■ What is expected
Rescale the items from the start through the line that contains "point(349, 230)", and give back only those lines, requests included. Multiply each point coordinate in the answers by 0.35 and round to whole numbers, with halves rounding up.

^^^^

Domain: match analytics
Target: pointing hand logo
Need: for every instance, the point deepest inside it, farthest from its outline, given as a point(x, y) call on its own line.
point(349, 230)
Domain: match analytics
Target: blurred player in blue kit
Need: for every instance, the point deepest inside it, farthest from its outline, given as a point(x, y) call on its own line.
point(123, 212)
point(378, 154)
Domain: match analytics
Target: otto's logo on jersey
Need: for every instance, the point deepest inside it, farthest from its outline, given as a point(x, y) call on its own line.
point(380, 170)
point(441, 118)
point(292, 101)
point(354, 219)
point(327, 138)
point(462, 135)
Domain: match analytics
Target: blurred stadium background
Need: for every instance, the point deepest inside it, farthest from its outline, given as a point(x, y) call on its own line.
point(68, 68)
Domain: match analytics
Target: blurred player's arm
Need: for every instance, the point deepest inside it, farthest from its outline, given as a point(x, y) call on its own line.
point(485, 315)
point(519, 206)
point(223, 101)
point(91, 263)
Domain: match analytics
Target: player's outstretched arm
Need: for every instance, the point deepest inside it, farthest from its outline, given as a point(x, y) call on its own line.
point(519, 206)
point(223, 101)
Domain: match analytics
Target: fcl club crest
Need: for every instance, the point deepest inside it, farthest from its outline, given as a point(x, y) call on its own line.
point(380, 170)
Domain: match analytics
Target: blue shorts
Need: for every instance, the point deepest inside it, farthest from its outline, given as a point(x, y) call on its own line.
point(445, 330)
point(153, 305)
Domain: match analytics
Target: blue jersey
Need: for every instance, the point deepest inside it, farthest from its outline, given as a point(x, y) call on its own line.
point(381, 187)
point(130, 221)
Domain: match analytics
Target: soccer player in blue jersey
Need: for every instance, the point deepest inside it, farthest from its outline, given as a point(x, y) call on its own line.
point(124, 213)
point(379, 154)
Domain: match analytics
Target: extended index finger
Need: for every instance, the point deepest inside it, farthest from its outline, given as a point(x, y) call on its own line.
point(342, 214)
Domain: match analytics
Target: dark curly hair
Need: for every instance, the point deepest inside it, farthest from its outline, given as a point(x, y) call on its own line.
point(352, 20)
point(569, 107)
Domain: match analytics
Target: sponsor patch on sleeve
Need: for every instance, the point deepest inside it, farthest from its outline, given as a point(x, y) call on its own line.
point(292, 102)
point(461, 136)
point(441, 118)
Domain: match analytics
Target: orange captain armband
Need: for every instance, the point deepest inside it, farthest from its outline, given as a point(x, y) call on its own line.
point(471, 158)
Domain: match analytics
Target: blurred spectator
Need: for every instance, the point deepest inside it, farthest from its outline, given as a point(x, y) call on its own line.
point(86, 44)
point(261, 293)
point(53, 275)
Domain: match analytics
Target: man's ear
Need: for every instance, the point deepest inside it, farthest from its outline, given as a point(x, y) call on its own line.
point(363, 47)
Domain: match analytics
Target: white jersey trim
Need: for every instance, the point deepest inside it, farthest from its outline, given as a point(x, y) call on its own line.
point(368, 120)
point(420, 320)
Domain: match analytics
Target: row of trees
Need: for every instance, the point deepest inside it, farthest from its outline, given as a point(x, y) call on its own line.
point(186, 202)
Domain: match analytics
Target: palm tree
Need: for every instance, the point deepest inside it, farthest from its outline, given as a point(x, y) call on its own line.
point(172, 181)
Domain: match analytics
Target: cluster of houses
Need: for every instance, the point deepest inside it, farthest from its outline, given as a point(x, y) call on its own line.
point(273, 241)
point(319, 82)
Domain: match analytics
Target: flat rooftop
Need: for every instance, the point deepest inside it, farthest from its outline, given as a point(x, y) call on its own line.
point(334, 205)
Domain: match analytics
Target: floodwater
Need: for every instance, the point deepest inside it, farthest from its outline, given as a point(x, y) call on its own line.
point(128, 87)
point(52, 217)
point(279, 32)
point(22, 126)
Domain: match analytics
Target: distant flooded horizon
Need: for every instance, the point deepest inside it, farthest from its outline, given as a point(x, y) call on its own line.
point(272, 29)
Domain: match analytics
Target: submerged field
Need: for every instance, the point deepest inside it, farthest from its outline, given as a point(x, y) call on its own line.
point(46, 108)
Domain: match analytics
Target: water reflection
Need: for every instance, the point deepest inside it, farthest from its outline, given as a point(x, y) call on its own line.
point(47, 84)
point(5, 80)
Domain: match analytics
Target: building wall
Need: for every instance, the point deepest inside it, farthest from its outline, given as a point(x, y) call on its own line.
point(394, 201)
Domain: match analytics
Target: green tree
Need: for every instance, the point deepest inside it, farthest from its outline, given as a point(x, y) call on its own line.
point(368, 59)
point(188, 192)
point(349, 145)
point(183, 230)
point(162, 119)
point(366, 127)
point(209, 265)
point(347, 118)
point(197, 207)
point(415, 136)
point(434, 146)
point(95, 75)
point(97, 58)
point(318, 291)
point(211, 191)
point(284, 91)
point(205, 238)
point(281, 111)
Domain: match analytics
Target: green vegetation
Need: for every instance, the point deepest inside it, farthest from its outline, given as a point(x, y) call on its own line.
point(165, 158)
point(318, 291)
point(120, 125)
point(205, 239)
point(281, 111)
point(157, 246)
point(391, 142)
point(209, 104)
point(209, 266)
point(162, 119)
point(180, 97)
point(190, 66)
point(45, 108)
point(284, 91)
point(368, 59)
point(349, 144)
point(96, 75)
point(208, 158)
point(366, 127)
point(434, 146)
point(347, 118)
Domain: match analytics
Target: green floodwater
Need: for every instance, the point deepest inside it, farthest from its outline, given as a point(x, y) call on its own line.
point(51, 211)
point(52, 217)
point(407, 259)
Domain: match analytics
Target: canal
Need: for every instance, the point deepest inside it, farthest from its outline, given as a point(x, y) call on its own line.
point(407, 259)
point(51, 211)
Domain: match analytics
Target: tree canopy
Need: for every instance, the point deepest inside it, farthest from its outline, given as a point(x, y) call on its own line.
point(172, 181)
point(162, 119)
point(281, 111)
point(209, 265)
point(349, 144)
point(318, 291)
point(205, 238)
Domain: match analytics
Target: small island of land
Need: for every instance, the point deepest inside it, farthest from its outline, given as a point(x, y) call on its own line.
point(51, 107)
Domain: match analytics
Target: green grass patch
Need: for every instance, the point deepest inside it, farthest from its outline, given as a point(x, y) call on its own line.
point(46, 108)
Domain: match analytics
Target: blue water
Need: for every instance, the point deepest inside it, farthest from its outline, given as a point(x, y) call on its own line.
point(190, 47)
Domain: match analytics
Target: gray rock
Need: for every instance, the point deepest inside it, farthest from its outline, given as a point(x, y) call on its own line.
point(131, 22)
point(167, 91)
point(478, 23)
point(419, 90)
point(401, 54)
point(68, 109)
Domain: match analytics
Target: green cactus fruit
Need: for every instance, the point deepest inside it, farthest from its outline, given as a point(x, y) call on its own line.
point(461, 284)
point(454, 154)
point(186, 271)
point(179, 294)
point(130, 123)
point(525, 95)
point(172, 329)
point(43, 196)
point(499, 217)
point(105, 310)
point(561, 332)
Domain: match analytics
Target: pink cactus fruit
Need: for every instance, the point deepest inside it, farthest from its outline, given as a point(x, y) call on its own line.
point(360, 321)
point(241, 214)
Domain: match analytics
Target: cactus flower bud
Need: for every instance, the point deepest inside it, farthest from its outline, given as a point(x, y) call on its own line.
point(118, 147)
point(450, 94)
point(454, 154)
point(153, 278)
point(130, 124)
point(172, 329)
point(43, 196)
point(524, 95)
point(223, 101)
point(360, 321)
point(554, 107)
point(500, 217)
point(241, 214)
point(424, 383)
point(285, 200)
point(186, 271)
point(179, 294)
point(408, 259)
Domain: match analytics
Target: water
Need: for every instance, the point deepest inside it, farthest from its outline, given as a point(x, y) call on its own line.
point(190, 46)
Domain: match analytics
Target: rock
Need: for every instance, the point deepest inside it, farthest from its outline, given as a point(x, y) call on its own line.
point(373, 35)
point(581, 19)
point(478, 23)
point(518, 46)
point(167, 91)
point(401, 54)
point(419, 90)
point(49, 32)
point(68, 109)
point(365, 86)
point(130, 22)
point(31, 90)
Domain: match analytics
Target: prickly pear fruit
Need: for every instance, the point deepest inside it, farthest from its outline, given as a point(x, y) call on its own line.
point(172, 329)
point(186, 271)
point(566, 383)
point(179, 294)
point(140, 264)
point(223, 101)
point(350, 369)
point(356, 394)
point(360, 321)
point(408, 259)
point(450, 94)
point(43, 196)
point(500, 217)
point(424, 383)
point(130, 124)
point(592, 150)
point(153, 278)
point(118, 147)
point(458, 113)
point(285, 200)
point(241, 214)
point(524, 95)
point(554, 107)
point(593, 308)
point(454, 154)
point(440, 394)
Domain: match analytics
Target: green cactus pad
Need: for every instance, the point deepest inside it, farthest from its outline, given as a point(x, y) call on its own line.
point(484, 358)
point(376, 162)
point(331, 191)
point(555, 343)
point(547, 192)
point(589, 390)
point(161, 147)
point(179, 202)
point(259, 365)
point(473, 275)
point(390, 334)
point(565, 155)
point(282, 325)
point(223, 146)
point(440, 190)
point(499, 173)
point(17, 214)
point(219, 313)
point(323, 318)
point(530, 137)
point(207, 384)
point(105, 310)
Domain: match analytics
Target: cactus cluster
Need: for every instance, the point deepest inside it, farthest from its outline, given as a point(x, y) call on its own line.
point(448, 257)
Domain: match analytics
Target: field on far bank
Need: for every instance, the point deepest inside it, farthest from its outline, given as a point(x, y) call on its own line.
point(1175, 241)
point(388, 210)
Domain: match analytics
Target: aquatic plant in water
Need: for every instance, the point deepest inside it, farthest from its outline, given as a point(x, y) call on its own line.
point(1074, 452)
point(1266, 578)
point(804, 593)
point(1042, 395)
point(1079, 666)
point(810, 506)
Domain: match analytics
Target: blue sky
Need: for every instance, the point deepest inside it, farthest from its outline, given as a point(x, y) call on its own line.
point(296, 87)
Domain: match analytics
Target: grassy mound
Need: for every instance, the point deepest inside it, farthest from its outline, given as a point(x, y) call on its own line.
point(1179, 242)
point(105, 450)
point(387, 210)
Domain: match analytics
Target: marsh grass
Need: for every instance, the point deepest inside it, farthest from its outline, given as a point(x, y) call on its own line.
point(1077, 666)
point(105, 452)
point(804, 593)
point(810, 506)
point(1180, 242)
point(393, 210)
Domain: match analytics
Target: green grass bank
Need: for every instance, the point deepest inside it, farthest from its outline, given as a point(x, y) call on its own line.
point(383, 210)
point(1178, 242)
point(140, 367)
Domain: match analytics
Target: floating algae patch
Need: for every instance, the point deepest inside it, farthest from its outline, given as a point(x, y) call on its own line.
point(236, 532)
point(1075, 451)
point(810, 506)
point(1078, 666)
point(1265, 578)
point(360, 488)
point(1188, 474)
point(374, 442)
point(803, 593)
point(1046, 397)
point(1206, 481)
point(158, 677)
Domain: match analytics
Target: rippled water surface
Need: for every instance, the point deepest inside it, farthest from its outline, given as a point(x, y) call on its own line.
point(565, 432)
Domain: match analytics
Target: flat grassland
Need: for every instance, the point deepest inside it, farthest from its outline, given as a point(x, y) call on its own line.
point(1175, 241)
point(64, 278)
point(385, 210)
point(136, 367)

^^^^

■ Written solution
Domain: match analytics
Target: pointing hand logo
Need: for every instance, the point deepest inside it, farthest from its outline, given as a point(x, y) call on its own line.
point(122, 81)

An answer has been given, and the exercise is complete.